Estratto del documento:
= = =
2 minuti per la lettura
MATERA – In Basilicata l’alternativa all’emodialisi, per i pazienti nefropatici in attesa di trapianto, c’è ed opera da circa un anno nel centro specialistico di Lauria. Parliamo della cosiddetta peritoneale, ovvero una pratica clinica per certi versi innovativa, che consiste in un meccanismo depurativo endogeno, in quanto si sfrutta una membrana naturale presente nell’addome come agente filtrante, il quale viene a contatto con un liquido dializzante introdotto nella cavità peritoneale, attraverso un catetere.
Un sistema molto meno invasivo della classica emodialisi, da effettuare tassativamente in ospedale. La peritoneale, infatti, viene sostanzialmente effettuata dallo stesso paziente nella propria abitazione, utilizzando il materiale clinico fornito dal Centro dialisi che lo assiste e segue.
Il caso è stato sollevato ieri da Katya Madio, una giovane paziente nefropatica di Bernalda, che con una lettera denunciava l’assenza di questo sistema in Basilicata.
= = =
Esercizi proposti:
1. Ritrascrivi il passo dell'articolo sulla dialisi peritoneale a partire da "Un sistema molto" e proseguendo fino a "sistema in Basilicata.".
2. Stabilisci se ciascuna affermazione concorda con l'articolo sulla dialisi peritoneale, rispondendo sì o no e citando alla lettera le parole che lo decidono. (a) Nel centro di Lauria la peritoneale è attiva da circa un anno. (b) La peritoneale deve essere effettuata tassativamente in ospedale. (c) Katya Madio è una paziente di Matera.

Dati da esaminare:
= = =
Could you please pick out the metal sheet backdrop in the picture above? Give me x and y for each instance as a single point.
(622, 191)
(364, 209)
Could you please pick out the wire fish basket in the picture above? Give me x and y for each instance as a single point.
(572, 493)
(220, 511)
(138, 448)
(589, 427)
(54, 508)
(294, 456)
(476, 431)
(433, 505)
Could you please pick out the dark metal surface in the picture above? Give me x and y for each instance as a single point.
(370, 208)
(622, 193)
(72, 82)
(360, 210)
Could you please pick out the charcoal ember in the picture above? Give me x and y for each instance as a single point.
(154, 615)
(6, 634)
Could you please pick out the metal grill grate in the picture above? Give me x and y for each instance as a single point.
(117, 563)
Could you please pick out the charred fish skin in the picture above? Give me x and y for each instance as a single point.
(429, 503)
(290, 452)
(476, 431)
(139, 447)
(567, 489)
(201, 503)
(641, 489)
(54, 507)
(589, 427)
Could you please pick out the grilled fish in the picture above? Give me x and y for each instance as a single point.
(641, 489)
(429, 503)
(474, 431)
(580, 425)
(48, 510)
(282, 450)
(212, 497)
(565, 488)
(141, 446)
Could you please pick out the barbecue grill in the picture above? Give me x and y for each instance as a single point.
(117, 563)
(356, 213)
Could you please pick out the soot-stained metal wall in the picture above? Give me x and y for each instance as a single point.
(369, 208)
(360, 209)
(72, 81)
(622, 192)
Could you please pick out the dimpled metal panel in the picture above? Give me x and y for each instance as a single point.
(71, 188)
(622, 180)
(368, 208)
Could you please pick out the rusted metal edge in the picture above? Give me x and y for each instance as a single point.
= = =
Soluzioni:
1.
Un sistema molto meno invasivo della classica emodialisi, da effettuare tassativamente in ospedale. La peritoneale, infatti, viene sostanzialmente effettuata dallo stesso paziente nella propria abitazione, utilizzando il materiale clinico fornito dal Centro dialisi che lo assiste e segue.
Il caso è stato sollevato ieri da Katya Madio, una giovane paziente nefropatica di Bernalda, che con una lettera denunciava l’assenza di questo sistema in Basilicata.

2.
(a) Sì: "c’è ed opera da circa un anno nel centro specialistico di Lauria".
(b) No: "viene sostanzialmente effettuata dallo stesso paziente nella propria abitazione".
(c) No: "una giovane paziente nefropatica di Bernalda".